EXTRACTED DATA:
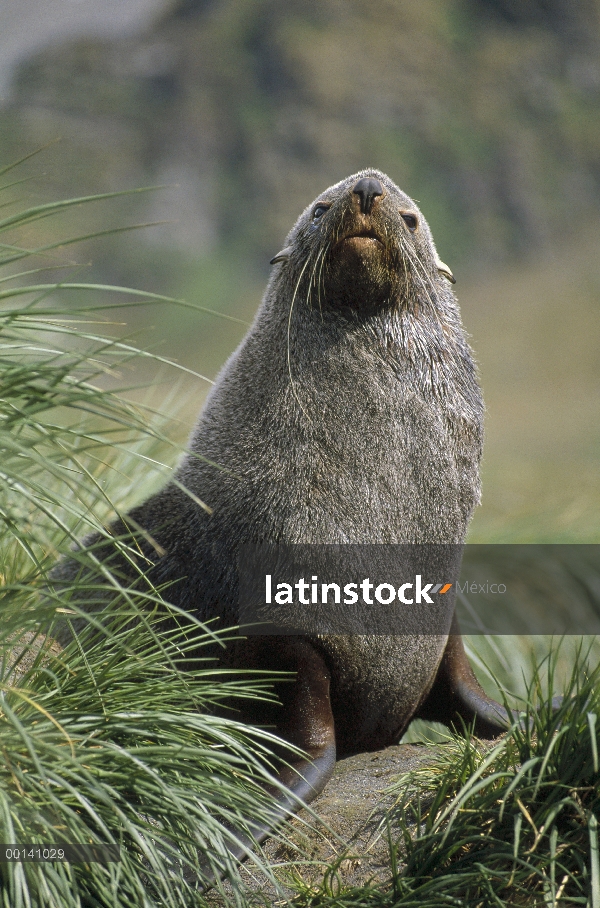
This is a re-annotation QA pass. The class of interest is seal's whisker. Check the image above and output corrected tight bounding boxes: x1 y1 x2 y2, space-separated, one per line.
317 243 329 319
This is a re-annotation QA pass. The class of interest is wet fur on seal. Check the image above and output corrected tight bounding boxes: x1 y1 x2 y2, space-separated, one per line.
59 170 506 852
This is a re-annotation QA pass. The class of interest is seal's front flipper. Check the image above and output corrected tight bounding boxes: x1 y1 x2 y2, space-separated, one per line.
413 615 516 739
225 636 336 859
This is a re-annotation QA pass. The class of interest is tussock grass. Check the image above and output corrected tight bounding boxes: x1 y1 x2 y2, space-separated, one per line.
298 650 600 908
0 158 296 908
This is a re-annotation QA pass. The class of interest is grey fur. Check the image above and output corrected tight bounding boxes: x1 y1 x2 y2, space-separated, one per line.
54 170 483 755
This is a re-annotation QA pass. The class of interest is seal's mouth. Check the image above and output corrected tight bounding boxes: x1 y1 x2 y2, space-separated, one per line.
336 230 384 249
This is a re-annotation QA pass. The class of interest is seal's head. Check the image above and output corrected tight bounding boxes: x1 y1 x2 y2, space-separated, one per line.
272 170 454 314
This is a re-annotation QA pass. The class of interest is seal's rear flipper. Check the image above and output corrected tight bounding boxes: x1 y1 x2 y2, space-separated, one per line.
413 615 517 739
218 636 336 860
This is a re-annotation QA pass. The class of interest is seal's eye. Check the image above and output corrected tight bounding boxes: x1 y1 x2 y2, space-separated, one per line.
313 205 329 221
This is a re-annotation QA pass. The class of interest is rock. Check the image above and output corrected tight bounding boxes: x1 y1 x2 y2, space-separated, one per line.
227 744 445 904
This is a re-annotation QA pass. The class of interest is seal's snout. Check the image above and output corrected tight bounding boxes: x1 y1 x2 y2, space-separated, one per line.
352 177 383 214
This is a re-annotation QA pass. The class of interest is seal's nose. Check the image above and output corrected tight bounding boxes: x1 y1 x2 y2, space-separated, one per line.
352 177 383 214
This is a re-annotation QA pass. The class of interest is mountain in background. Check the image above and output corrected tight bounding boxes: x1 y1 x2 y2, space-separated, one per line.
0 0 600 276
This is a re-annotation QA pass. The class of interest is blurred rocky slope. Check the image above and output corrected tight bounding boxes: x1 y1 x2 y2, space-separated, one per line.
0 0 600 267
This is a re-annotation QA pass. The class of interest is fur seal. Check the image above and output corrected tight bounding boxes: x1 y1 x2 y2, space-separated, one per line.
54 170 509 852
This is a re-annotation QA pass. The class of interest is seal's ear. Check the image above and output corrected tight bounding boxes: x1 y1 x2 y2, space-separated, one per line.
269 246 292 265
435 255 456 284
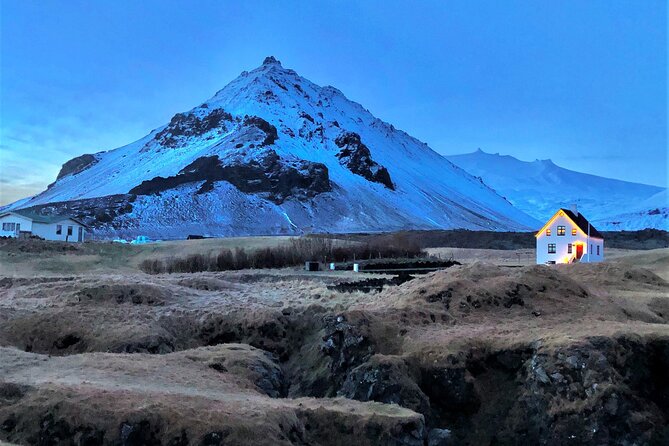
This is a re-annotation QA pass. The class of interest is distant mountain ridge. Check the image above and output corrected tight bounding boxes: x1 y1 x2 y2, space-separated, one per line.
446 149 669 231
6 57 539 238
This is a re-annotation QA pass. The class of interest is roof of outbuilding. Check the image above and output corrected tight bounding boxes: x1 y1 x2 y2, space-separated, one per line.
0 209 88 227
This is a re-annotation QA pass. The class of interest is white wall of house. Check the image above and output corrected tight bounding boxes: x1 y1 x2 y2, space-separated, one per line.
0 214 33 237
33 219 86 242
536 212 604 264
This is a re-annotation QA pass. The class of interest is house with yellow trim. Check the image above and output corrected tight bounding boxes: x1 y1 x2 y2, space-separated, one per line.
534 206 604 264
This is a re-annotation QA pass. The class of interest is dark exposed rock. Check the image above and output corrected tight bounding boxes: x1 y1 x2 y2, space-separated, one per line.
335 132 395 190
130 150 331 203
53 333 81 350
420 367 481 420
154 108 232 148
243 116 279 147
320 315 374 389
262 56 281 65
200 431 230 446
119 420 161 446
56 154 98 180
427 429 457 446
339 356 430 415
300 112 314 124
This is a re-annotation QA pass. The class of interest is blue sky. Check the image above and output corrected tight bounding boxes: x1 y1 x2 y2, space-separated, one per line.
0 0 667 204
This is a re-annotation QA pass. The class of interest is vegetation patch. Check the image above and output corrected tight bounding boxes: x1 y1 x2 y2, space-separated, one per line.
140 237 425 274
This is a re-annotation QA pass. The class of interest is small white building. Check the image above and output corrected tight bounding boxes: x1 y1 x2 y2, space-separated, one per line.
0 210 88 242
535 207 604 264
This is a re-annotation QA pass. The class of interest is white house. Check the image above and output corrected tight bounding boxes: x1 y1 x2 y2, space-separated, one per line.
0 210 88 242
535 207 604 264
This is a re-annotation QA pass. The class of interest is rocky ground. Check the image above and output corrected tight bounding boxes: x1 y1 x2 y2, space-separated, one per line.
0 242 669 445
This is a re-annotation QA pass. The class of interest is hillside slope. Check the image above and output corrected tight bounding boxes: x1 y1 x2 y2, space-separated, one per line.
446 149 669 230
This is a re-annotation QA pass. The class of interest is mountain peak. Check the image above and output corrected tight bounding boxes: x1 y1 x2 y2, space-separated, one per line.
262 56 281 66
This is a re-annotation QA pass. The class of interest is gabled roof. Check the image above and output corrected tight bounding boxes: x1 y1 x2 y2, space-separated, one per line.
0 209 88 228
535 208 604 240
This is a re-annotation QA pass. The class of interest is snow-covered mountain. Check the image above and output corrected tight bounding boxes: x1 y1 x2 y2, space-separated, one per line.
8 57 539 238
446 149 669 230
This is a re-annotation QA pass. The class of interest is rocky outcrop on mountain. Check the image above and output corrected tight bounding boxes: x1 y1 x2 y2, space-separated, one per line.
129 150 331 203
154 106 232 148
56 154 98 180
243 116 279 147
335 132 395 190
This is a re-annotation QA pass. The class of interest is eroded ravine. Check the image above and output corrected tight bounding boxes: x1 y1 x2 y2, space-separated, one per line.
0 265 669 445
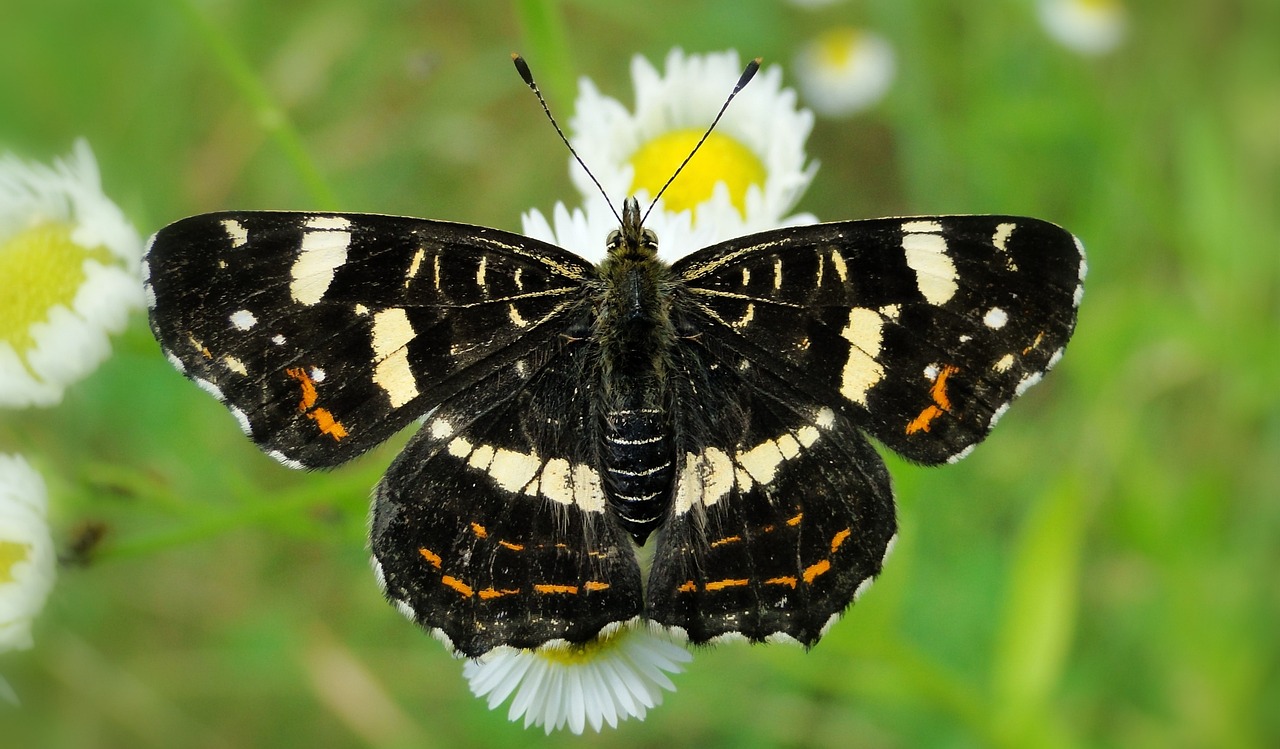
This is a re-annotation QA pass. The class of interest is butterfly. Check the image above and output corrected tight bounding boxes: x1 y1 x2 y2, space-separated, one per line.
145 58 1085 657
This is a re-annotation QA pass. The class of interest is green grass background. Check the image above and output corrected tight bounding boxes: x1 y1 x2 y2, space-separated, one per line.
0 0 1280 749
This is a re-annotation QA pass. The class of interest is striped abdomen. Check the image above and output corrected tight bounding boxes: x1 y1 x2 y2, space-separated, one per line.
604 398 676 544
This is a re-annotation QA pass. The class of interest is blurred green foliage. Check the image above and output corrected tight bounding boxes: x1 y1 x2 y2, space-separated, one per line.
0 0 1280 749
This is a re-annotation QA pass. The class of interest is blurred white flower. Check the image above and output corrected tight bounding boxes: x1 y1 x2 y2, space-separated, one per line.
0 141 143 407
0 455 56 702
462 624 692 734
1039 0 1128 55
571 49 817 250
795 27 896 117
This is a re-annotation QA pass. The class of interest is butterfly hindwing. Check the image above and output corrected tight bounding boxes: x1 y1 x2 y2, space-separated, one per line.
146 213 593 467
648 330 896 645
371 327 643 657
672 216 1084 463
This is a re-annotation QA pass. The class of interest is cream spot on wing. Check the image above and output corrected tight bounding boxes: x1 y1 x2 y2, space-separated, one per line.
902 221 956 305
507 305 529 328
223 219 248 248
489 449 543 492
289 216 351 305
223 356 248 376
372 307 419 408
448 437 471 458
840 307 884 406
230 310 257 330
991 224 1018 270
404 247 426 288
737 439 786 484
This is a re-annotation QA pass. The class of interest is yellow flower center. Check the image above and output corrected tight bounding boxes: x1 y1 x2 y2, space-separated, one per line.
631 129 765 215
0 221 111 355
0 542 31 585
538 630 626 666
817 27 863 69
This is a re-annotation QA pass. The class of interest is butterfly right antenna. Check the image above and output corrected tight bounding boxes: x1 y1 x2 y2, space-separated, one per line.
511 52 624 224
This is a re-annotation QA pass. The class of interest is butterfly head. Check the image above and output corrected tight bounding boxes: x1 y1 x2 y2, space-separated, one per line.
605 197 658 259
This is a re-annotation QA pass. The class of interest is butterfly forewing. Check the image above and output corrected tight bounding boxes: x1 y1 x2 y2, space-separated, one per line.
146 213 594 467
673 216 1084 463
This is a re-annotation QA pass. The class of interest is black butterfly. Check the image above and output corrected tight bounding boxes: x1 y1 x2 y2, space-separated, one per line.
146 59 1085 657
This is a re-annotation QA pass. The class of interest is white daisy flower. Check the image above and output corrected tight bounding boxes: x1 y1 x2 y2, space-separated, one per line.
1039 0 1128 55
570 49 817 250
462 624 692 734
0 141 143 407
795 27 896 117
0 455 55 702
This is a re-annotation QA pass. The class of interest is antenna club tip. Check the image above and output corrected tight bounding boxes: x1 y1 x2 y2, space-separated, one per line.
733 58 764 88
511 52 534 88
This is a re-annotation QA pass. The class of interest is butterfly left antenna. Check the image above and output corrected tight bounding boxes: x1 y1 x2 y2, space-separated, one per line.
511 52 624 225
640 58 762 224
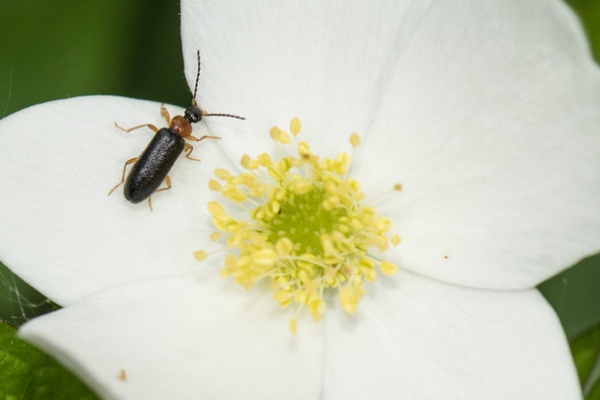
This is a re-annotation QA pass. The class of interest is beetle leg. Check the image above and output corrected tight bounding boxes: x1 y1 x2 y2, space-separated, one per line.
183 143 200 161
108 157 139 196
160 104 171 126
185 135 221 142
115 122 158 133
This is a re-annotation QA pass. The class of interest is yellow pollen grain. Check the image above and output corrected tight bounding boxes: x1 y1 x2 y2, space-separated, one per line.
290 118 302 136
203 118 400 333
208 179 221 192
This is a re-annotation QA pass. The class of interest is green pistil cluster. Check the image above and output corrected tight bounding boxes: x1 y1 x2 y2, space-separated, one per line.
196 118 400 332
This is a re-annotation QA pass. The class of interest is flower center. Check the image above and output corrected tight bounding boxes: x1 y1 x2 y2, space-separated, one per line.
196 118 400 332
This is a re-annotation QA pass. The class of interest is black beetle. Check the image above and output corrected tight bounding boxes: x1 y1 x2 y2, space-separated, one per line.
108 51 245 210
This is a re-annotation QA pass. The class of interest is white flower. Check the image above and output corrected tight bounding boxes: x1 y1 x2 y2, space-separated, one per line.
0 0 600 399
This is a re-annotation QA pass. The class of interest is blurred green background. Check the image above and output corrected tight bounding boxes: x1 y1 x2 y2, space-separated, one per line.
0 0 600 370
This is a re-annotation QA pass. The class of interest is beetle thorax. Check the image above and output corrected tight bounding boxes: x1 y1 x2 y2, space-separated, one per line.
169 115 192 138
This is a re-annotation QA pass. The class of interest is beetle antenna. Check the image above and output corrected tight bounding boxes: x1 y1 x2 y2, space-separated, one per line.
192 50 200 106
203 114 246 119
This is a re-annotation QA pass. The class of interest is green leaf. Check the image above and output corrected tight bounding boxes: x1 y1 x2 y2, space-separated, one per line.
0 322 97 400
585 379 600 400
571 326 600 385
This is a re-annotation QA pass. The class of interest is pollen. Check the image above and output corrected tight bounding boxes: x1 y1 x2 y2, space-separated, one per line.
200 118 400 333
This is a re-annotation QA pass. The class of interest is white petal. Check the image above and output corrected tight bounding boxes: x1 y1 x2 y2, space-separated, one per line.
322 272 581 400
181 0 431 160
352 0 600 289
21 277 323 399
0 96 236 305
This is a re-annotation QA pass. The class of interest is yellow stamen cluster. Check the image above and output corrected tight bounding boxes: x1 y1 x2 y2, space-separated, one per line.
202 118 400 332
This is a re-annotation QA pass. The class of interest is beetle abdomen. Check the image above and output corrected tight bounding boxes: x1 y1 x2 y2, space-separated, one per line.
124 128 185 203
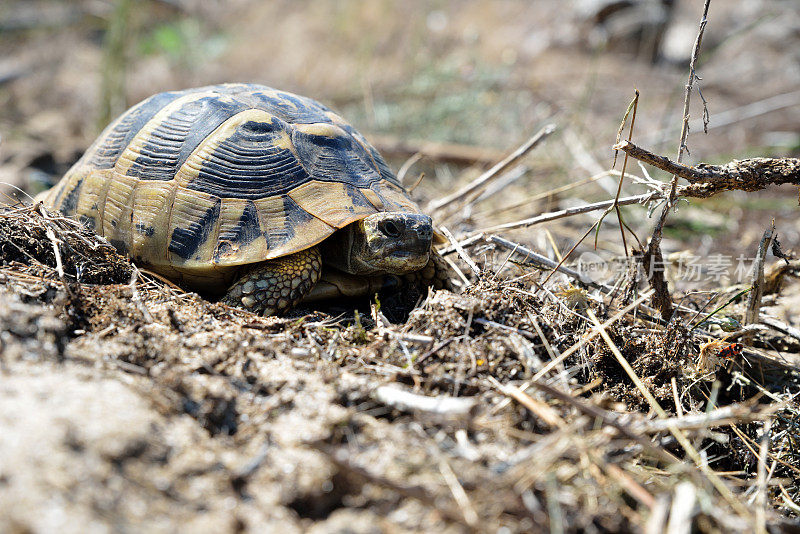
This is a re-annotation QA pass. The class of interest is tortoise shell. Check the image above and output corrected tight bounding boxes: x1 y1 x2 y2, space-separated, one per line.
41 84 419 287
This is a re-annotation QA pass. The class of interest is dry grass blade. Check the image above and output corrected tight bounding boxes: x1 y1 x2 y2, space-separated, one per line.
487 376 566 428
476 191 664 233
587 310 753 522
441 226 481 278
428 124 556 211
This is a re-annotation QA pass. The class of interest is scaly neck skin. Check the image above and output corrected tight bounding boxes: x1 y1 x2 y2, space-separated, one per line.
321 221 379 275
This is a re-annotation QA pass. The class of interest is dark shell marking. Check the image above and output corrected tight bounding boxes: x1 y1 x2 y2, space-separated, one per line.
40 84 419 292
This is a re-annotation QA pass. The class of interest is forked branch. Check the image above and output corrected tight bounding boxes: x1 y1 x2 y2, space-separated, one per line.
613 141 800 198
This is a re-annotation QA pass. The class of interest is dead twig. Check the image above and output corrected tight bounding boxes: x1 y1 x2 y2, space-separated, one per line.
613 141 800 198
642 0 711 321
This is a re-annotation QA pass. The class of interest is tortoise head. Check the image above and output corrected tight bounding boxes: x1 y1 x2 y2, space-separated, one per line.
323 212 433 274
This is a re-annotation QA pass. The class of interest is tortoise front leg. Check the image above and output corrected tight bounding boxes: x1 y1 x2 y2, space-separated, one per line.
220 247 322 315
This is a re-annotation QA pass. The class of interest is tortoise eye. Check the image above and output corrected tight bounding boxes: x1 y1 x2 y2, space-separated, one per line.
378 221 400 237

AIM OF THE EXERCISE: Edit the rows, covering everything from the line containing "interest is dead" down to the line containing "220 247 322 315", by replacing "tortoise" with "turtle" and leaving all else unchanged. Return only those lines.

THE RESPONSE:
This is a re-annotation QA pass. The class of interest is dead twig. Check the image above and output corrected tight bounding boxes: x1 y1 x2 y2, space-separated, one per line.
613 141 800 198
642 0 711 321
This is a re-annotation QA pass. The class of interest is turtle head. Check the image above and output corrected tight bounding boxes: x1 y1 x2 y2, space-separated, one per line.
323 212 433 274
This is a re-annotation QA pass. The class of interest is turtle front leg. Check the image above and output corrected tight bounding boxes: x1 y1 x2 y2, space-separated, one per line.
220 247 322 315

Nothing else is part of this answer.